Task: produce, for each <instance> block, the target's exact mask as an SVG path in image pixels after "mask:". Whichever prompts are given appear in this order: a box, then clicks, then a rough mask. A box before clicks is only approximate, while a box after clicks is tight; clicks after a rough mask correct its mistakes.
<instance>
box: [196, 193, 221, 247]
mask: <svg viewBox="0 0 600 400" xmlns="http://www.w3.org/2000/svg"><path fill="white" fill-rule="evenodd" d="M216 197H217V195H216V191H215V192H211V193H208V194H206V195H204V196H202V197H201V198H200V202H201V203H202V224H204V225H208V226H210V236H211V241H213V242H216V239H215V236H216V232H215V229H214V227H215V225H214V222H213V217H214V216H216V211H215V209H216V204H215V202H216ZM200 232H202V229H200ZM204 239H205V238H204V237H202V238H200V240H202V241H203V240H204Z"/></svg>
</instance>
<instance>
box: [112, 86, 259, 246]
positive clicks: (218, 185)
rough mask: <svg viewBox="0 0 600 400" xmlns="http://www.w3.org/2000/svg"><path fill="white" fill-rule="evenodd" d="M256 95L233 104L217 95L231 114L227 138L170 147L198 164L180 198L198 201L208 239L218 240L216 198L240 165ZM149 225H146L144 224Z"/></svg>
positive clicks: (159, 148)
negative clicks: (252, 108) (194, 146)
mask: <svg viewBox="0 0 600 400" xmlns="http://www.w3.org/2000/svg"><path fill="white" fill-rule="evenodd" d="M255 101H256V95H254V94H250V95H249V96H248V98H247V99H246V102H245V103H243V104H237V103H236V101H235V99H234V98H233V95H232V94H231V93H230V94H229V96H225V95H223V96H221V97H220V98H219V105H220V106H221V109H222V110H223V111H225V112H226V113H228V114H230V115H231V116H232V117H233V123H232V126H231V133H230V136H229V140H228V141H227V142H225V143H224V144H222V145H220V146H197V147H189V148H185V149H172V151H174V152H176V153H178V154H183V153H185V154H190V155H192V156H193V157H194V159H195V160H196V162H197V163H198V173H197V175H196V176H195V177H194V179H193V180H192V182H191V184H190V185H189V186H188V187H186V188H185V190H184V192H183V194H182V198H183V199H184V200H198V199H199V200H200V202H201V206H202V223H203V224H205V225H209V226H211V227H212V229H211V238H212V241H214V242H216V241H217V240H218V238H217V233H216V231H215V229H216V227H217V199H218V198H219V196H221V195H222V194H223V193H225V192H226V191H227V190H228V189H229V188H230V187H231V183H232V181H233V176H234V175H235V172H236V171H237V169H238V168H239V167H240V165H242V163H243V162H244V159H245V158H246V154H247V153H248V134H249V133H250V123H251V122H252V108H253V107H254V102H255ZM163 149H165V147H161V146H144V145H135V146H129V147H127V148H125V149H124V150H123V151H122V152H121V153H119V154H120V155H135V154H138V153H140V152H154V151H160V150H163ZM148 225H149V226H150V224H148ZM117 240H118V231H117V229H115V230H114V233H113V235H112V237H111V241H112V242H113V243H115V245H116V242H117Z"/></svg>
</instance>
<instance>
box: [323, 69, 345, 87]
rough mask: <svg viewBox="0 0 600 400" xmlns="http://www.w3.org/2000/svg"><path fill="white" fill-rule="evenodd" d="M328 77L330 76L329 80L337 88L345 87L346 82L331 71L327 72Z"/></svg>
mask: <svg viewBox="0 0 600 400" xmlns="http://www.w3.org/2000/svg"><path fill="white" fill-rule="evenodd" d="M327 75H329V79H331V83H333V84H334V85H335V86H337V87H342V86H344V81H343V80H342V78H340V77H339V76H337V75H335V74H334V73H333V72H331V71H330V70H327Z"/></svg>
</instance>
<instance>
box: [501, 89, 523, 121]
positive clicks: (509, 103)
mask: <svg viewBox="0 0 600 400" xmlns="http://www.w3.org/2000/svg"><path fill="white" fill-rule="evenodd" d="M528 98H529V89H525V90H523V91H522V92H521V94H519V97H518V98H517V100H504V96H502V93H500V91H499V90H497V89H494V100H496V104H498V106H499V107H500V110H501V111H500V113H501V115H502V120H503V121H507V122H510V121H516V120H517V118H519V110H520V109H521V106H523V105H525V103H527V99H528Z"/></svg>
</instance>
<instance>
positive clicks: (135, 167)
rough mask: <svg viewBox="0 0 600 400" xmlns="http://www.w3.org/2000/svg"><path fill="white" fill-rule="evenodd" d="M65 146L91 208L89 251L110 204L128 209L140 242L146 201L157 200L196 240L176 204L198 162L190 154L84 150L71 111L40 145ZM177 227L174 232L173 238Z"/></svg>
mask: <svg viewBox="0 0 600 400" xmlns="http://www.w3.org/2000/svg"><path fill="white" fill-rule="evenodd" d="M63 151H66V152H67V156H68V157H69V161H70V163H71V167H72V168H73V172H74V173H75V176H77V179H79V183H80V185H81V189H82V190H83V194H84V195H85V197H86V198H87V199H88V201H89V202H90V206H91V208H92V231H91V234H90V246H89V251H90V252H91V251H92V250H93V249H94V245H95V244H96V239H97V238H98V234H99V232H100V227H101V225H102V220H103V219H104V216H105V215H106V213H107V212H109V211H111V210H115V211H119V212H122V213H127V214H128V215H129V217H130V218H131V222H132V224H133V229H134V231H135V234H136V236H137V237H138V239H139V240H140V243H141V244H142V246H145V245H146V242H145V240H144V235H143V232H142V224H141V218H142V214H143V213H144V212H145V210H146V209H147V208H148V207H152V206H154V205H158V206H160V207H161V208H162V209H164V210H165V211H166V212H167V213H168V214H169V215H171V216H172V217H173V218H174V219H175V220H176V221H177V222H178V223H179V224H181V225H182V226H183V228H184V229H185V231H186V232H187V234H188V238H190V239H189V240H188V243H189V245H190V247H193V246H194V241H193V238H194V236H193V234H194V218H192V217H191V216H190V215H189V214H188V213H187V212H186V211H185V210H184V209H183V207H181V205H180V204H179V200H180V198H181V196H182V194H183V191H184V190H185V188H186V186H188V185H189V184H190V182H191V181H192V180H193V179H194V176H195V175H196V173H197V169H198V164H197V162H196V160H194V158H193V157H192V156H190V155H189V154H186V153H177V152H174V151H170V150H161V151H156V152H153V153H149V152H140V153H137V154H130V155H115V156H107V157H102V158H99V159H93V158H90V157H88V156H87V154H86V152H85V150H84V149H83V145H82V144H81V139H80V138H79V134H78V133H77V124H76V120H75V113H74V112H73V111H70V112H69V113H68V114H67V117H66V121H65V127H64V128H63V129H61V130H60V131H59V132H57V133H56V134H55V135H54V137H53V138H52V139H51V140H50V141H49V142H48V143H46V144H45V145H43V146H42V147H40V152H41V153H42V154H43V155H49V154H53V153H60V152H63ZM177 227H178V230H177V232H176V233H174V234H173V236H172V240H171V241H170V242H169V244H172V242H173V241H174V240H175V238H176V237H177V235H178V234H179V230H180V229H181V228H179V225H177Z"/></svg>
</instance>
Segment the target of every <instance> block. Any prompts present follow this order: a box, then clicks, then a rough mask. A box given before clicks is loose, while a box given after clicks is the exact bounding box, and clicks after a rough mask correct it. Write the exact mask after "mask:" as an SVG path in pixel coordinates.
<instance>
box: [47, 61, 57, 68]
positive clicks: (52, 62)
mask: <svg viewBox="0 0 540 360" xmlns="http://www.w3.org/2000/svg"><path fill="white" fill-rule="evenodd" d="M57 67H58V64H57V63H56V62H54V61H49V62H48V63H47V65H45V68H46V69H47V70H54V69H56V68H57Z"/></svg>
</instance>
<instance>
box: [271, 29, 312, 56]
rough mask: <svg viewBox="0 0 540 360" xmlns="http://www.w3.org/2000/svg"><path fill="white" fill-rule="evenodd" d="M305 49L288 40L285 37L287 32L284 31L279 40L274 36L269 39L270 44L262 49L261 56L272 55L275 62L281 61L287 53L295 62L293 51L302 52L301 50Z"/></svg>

▶ Work instruction
Copy word for word the part of the data that opens with its first line and closes with the line containing "box: [196, 193, 221, 247]", including both of those lines.

▶ Answer section
Task: produce, for each <instance> block, the target's exact mask as an SVG path in image pixels after "mask:". Whichever prompts are given appear in this order: a box, then clicks, then a rough mask. A box before clicks is only approximate, while a box after clicks is tight; clicks after a rough mask correct its mistakes.
<instance>
box: [196, 193, 221, 247]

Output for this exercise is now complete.